| Data records |
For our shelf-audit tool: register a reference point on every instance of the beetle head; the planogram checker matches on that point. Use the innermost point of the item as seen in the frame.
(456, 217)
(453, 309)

--

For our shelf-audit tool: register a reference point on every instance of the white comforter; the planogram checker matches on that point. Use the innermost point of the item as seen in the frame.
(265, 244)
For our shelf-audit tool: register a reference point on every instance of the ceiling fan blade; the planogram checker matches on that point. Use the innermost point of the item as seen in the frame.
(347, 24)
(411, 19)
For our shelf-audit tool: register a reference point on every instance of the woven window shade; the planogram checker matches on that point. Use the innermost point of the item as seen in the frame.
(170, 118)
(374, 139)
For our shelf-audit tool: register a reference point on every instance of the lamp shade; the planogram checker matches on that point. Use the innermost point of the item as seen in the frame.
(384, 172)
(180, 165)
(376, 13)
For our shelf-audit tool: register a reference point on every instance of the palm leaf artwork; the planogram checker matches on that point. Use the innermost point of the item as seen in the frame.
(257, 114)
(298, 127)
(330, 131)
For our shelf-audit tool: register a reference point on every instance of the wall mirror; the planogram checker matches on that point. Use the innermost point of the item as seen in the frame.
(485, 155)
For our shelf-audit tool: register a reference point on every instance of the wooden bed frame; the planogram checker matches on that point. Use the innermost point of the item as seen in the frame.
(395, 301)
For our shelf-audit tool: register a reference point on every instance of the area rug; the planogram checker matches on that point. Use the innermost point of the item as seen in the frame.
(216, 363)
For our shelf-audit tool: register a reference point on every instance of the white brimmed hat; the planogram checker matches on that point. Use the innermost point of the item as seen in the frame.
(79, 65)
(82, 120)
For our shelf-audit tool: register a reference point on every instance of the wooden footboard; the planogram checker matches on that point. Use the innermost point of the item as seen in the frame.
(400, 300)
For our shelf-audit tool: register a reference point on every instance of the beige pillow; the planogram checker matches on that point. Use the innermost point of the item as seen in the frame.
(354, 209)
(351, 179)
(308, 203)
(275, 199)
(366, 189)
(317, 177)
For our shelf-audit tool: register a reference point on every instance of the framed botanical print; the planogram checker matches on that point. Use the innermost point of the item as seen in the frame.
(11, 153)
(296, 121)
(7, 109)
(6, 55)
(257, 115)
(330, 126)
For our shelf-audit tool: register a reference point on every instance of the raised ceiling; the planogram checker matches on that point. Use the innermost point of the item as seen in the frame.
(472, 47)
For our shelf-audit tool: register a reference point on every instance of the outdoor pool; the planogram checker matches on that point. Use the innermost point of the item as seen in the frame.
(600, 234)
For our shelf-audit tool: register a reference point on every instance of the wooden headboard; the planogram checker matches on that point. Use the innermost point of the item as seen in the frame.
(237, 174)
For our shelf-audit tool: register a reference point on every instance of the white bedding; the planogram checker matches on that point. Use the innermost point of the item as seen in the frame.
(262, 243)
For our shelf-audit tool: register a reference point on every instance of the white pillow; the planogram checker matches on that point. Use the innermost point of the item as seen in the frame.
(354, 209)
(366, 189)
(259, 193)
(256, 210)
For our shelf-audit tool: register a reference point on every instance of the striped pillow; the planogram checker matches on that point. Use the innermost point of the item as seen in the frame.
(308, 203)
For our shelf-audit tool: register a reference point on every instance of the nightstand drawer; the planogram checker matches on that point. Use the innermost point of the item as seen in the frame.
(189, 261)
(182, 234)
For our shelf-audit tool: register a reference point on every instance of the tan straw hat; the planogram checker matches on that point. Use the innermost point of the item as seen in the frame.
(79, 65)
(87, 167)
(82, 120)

| Your objective |
How many lines in the entries above contain the word "wooden"? Reply with the number alone.

| Task result |
3